**Verilen Metin:**

Mülkiyet, maddi ya da maddi olmayan ekonomik bir malı kontrol etmek için münhasır/dışlayıcı bir hak olarak tanımlanabilir; insanın değer taşıyan şeylerle ilişkilerini düzenleyen hak ve yükümlülüklere, imtiyaz ve kısıtlamalara atıfta bulunan bir kavramın adıdır. İnsanlar her yerde ve her zaman hayatta kalmak için gerekli olan ya da kültürel tanımıyla değerli olan ve kendilerine yönelik talep sonucunda kıtlaşan şeylere sahip olmayı arzularlar. Organize toplum tarafından uygulanan yasalar, arzulanan bu şeyler için rekabeti kontrol eder ve bunlardan yararlanmayı garanti altına alır. Sahip olunması garanti edilen şey mülkiyettir. ... Mülkiyet hakları, bir şey üzerinde doğrudan ve dolaysız bir otorite sağlayan haklardır.

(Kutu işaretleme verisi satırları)
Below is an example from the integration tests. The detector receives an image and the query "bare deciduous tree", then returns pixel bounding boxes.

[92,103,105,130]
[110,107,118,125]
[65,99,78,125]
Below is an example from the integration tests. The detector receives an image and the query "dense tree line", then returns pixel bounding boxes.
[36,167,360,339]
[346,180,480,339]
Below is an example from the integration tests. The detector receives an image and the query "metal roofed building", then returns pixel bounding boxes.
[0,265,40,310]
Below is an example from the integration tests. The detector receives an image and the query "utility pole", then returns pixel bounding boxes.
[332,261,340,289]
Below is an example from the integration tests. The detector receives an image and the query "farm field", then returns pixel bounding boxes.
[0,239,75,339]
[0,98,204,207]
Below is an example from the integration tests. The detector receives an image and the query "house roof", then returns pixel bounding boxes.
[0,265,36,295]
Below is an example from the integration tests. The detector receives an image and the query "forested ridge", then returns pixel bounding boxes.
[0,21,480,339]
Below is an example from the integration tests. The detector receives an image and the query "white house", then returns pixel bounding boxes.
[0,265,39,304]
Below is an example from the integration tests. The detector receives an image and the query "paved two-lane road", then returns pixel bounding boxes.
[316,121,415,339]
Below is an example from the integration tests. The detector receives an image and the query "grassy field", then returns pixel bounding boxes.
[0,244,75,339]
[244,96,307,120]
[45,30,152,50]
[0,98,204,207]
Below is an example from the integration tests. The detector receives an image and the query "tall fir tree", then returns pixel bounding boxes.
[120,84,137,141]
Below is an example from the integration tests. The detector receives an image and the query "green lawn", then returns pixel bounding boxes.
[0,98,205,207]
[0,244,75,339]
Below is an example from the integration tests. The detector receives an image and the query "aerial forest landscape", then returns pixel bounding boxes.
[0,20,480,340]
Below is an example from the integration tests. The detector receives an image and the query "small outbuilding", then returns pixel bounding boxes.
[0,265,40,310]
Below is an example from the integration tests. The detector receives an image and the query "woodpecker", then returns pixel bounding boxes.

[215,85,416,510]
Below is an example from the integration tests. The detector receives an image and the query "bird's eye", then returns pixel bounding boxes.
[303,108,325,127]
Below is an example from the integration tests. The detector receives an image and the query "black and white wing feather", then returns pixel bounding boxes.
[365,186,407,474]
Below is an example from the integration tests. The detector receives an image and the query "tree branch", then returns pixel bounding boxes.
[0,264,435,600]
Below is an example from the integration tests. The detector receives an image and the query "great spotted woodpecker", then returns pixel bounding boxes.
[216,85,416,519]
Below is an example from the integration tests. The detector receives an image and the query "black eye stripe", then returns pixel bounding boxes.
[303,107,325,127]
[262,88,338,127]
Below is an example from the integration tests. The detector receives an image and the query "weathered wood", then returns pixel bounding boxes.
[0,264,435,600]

**Yazılı Görevler:**
1. Mülkiyet metnindeki “Mülkiyet, maddi ya da maddi olmayan” sözleriyle başlayan paragrafı, ana bilgilerini koruyarak kısa bir madde listesine dönüştürün.
2. Lütfen mülkiyet metnini son cümlesinden sonra sürdürün.

**Sıralı Cevaplar:**
1.
- Mülkiyet, maddi ya da maddi olmayan ekonomik bir malı kontrol etmeye yönelik münhasır bir haktır.
- İnsanın değerli şeylerle ilişkilerini düzenleyen hak, yükümlülük, imtiyaz ve kısıtlamaları anlatan bir kavramdır.
- İnsanlar, hayatta kalmak için gerekli ya da kültürel olarak değerli olup talep yüzünden kıtlaşan şeylere sahip olmak ister.
- Organize toplumun uyguladığı yasalar bu şeyler için rekabeti kontrol eder ve onlardan yararlanmayı güvenceye alır.
- Sahip olunması garanti edilen şey mülkiyettir.
- Mülkiyet hakları, bir şey üzerinde doğrudan ve dolaysız otorite sağlar.

2.
Ancak tasarruf/hâkimiyet hakkının -yani sahipliğin- zilyetlikten farklı olduğu fikriyle kastedilen nedir? Şu demektir ki, eğer herhangi bir sahiplik varsa -ki şeyler üzerinde kavga edenlerin hepsi farklı sahiplik iddiaları ileri sürmekte ve dolayısıyla sahiplik ve onun zilyetlikten farkını varsaymaktadırlar- o zaman bu hak ancak başkalarından bir şeyler alanlara tanınmış bir hak değildir. Yani, B bir malı A’dan zorla alırsa, bu kendi başına B’yi mal sahibi kılamaz. Neden mi? Çünkü eğer öyle olsaydı, C de B’den alabilir ve böylece mal sahibi olabilirdi. Ancak bu sadece sahiplik diye bir şey olmadığı anlamına gelir; ortada sadece zilyetlik/elde bulundurma statüsü söz konusudur. Tabiri caizse, “Gücü yeten haklıdır” durumu vuku bulmuştur. Ancak bu, sahiplik ve zilyetliğin farklı olduğu varsayımıyla çelişir. Bu çok basit fikirden, Locke’un tüm ilk kullanım, ilk sahip olma fikrinin çıktığını görüyoruz. Neden mi? Çünkü eğer bir malı bir öncekinden zorla almak bir sahiplik iddiasını temellendirmek için yeterli değilse, o zaman Misesyen tarzda bir “regresyon” ile sadece ilk zilyedin/kullanıcının bir sahiplik iddiasına sahip olabileceği aşikâr hâle gelir. Diğer herkes malı bir önceki zilyetten alır ve böylece bir zilyet olur, mal sahibi olmaz. İlk zilyet -kaynağı sahipsiz durumdan çıkarıp alan kişi- onu başkasından almayan tek zilyettir; bu nedenle ilk zilyetlik mülk edinimci/homesteader’a eşsiz bir sahiplik statüsü kazandırır.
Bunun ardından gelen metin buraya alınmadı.